-- WHAT IS BEING ASKED --
Whatever appears in the listing must be reproduced exactly.

--

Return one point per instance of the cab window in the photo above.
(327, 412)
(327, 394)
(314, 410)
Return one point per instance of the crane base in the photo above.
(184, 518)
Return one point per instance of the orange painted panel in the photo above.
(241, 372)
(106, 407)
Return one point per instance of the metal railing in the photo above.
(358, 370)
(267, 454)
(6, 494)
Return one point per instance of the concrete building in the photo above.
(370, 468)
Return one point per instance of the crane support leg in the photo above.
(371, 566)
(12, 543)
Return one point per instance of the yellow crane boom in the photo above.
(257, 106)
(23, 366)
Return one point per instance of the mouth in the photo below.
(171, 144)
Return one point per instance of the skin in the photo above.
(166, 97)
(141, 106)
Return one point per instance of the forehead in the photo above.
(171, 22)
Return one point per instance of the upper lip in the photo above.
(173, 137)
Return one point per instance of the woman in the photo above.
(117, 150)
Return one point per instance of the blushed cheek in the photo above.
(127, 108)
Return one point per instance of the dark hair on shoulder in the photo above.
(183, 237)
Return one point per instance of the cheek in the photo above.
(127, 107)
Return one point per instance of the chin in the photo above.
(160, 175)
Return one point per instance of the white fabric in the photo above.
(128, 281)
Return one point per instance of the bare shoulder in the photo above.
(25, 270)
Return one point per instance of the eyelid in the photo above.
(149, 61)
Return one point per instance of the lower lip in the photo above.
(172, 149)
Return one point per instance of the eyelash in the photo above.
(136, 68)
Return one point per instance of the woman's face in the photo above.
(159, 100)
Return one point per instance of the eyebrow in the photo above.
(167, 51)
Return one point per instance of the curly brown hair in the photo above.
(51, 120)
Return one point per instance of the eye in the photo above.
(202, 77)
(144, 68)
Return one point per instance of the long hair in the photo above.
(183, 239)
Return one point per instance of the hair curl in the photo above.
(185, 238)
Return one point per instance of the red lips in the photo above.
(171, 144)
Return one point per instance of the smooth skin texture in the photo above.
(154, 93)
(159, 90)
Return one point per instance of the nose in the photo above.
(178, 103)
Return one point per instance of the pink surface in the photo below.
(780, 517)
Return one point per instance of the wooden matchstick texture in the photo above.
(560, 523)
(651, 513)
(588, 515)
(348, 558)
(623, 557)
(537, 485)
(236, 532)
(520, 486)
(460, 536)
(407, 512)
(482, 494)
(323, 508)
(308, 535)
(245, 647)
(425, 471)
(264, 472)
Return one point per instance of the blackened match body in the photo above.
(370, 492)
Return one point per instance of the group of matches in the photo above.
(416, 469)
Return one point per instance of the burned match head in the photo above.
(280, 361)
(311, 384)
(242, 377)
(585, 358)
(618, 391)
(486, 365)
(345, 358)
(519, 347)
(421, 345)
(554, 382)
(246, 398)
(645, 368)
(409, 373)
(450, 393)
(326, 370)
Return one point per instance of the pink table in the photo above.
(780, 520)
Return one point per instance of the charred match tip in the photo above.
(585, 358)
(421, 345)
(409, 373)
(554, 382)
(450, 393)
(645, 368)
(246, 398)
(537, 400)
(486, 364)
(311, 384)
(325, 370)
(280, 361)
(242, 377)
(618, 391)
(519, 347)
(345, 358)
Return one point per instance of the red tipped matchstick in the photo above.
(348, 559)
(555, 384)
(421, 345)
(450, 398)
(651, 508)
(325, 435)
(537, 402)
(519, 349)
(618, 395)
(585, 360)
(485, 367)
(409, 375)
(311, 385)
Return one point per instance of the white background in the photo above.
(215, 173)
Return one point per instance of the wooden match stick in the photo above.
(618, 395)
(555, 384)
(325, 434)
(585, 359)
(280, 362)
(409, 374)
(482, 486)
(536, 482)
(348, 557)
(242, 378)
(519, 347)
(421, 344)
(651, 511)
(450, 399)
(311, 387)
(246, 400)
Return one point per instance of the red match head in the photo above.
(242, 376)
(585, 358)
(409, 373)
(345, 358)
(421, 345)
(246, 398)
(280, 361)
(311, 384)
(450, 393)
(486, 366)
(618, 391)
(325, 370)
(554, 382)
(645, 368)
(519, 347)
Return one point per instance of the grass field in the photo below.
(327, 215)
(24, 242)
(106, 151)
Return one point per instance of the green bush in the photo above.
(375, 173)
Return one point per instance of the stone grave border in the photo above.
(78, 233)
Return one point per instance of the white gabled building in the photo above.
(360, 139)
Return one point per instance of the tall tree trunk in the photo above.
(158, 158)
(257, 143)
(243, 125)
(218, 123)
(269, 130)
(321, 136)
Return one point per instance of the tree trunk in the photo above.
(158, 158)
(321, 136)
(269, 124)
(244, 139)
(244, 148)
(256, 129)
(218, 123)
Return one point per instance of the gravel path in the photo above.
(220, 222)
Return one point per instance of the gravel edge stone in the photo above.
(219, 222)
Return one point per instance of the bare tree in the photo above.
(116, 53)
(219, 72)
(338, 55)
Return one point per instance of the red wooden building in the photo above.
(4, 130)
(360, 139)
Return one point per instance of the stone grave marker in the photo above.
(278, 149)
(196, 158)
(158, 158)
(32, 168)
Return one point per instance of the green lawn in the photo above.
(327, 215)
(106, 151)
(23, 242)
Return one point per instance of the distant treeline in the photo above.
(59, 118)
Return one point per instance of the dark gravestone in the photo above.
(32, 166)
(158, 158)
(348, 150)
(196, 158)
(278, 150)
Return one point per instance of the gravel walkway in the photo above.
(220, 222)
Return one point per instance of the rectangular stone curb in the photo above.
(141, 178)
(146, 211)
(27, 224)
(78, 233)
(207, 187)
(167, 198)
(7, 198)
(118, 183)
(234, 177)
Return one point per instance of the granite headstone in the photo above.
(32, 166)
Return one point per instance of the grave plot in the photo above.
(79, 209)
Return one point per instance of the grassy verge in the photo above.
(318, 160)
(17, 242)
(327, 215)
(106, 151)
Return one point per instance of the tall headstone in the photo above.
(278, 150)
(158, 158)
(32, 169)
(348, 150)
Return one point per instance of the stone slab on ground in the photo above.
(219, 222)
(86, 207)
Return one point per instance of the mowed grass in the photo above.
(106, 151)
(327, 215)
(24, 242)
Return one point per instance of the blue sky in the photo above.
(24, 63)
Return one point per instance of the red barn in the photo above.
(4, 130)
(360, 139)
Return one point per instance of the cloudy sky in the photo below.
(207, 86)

--

-- RESULT OF THE TASK --
Return one point per instance of the cab window in the photo above.
(327, 412)
(327, 394)
(314, 410)
Return one point per instance of the crane base in the photo above.
(184, 518)
Return one point per instance of the orange painted panel in the photo above.
(241, 372)
(106, 407)
Return one point per instance of the metal railing in the photo above.
(358, 370)
(267, 454)
(6, 494)
Return one point per instance of the concrete building in the photo above.
(370, 468)
Return one point per instance of the crane support leg in the photo above.
(371, 566)
(12, 543)
Return one point per instance of the yellow crane boom in the photo above.
(257, 106)
(23, 366)
Return one point per instance of the mouth in the photo below.
(171, 144)
Return one point per instance of the skin in the photo above.
(166, 97)
(141, 106)
Return one point per instance of the forehead in the photo above.
(171, 22)
Return one point per instance of the upper lip in the photo above.
(173, 137)
Return one point per instance of the woman in the photo above.
(117, 150)
Return one point per instance of the blushed cheek in the photo above.
(127, 108)
Return one point per instance of the dark hair on shoulder in the photo above.
(183, 237)
Return one point per instance of the cheek in the photo above.
(127, 107)
Return one point per instance of the chin in the photo above.
(160, 175)
Return one point per instance of the white fabric in the photo above.
(128, 281)
Return one point per instance of the bare shoulder in the photo above.
(25, 270)
Return one point per instance of the eyelid in the photo above.
(149, 61)
Return one point per instance of the lower lip in the photo above.
(172, 149)
Return one point per instance of the eyelash in the photo above.
(136, 68)
Return one point per instance of the woman's face in the photo above.
(159, 100)
Return one point per instance of the eyebrow in the photo above.
(167, 51)
Return one point per instance of the curly brown hair in the photo above.
(51, 120)
Return one point per instance of the eye in the photo above.
(202, 77)
(144, 68)
Return one point per instance of the long hair in the photo above.
(183, 239)
Return one point per instance of the hair curl in the photo above.
(185, 238)
Return one point per instance of the red lips in the photo above.
(171, 144)
Return one point per instance of the smooth skin texture in the photo above.
(154, 93)
(159, 90)
Return one point per instance of the nose in the photo above.
(178, 103)
Return one point per instance of the pink surface in the photo below.
(780, 517)
Return one point per instance of the wooden matchstick texture in the photo above.
(560, 523)
(651, 513)
(588, 515)
(348, 558)
(623, 557)
(537, 485)
(236, 532)
(520, 486)
(460, 536)
(407, 512)
(482, 494)
(323, 508)
(308, 535)
(245, 647)
(425, 471)
(264, 472)
Return one point per instance of the blackened match body in the photo above.
(370, 492)
Return one point per instance of the group of matches in the photo above.
(416, 469)
Return one point per instance of the burned match head in the photo above.
(280, 361)
(311, 384)
(242, 377)
(585, 358)
(618, 391)
(486, 365)
(345, 358)
(519, 347)
(421, 345)
(554, 382)
(246, 398)
(645, 368)
(409, 373)
(450, 393)
(326, 370)
Return one point per instance of the pink table in the photo above.
(780, 520)
Return one point per instance of the charred match tip in the photo above.
(585, 358)
(421, 345)
(409, 373)
(554, 382)
(450, 393)
(645, 368)
(246, 398)
(537, 400)
(486, 364)
(311, 384)
(325, 370)
(280, 361)
(242, 377)
(618, 391)
(519, 347)
(345, 358)
Return one point per instance of the red tipped matchstick in the photo above.
(348, 559)
(555, 384)
(421, 345)
(450, 398)
(651, 508)
(325, 435)
(537, 402)
(519, 349)
(618, 395)
(585, 360)
(485, 367)
(409, 375)
(311, 385)
Return one point per instance of the white background in the photo above.
(215, 173)
Return one point per instance of the wooden match stick in the photo above.
(618, 395)
(555, 384)
(325, 434)
(585, 359)
(280, 362)
(409, 374)
(482, 486)
(536, 482)
(348, 557)
(242, 378)
(519, 347)
(421, 344)
(651, 511)
(450, 399)
(311, 387)
(246, 400)
Return one point per instance of the red match head in the photo above.
(242, 376)
(585, 358)
(409, 373)
(345, 358)
(421, 345)
(246, 398)
(280, 361)
(311, 384)
(450, 393)
(486, 366)
(618, 391)
(325, 370)
(554, 382)
(645, 368)
(519, 347)
Return one point per instance of the grass field in the photo below.
(327, 215)
(24, 242)
(106, 151)
Return one point per instance of the green bush in the photo above.
(375, 173)
Return one point per instance of the stone grave border in the photo above.
(78, 233)
Return one point per instance of the white gabled building in the photo above.
(360, 139)
Return one point per instance of the tall tree trunk in the photo above.
(158, 158)
(257, 143)
(243, 125)
(218, 123)
(269, 130)
(321, 136)
Return one point per instance of the tree trunk in the photo above.
(158, 158)
(321, 136)
(269, 124)
(244, 139)
(244, 148)
(256, 129)
(218, 123)
Return one point per instance of the gravel path in the photo above.
(220, 222)
Return one point per instance of the gravel edge stone in the photo above.
(219, 222)
Return one point per instance of the bare tree in the photo above.
(116, 53)
(219, 72)
(338, 55)
Return one point per instance of the red wooden building in the photo above.
(4, 130)
(360, 139)
Return one point per instance of the stone grave marker in the photo above.
(278, 149)
(196, 158)
(158, 158)
(32, 168)
Return one point per instance of the green lawn in the photo above.
(327, 215)
(106, 151)
(23, 242)
Return one point per instance of the distant treeline in the photo above.
(59, 118)
Return one point per instance of the dark gravestone in the photo above.
(32, 166)
(158, 158)
(348, 150)
(196, 158)
(278, 150)
Return one point per instance of the gravel walkway in the photo above.
(220, 222)
Return one point per instance of the rectangular stone curb in the photo above.
(141, 178)
(146, 211)
(27, 224)
(78, 233)
(207, 187)
(167, 198)
(7, 198)
(118, 183)
(234, 177)
Return one point per instance of the granite headstone in the photo above.
(32, 166)
Return one point per instance of the grave plot in the photo above.
(79, 209)
Return one point per instance of the grassy verge in the photo above.
(318, 160)
(17, 242)
(327, 215)
(106, 151)
Return one point per instance of the tall headstone in the photo above.
(278, 150)
(158, 158)
(32, 169)
(348, 150)
Return one point per instance of the stone slab on ground in the photo above.
(219, 222)
(86, 207)
Return one point per instance of the mowed grass in the photo above.
(106, 151)
(327, 215)
(24, 242)
Return one point per instance of the blue sky in the photo above.
(24, 63)
Return one point per instance of the red barn in the photo above.
(4, 130)
(360, 139)
Return one point per instance of the cloudy sky in the photo below.
(207, 86)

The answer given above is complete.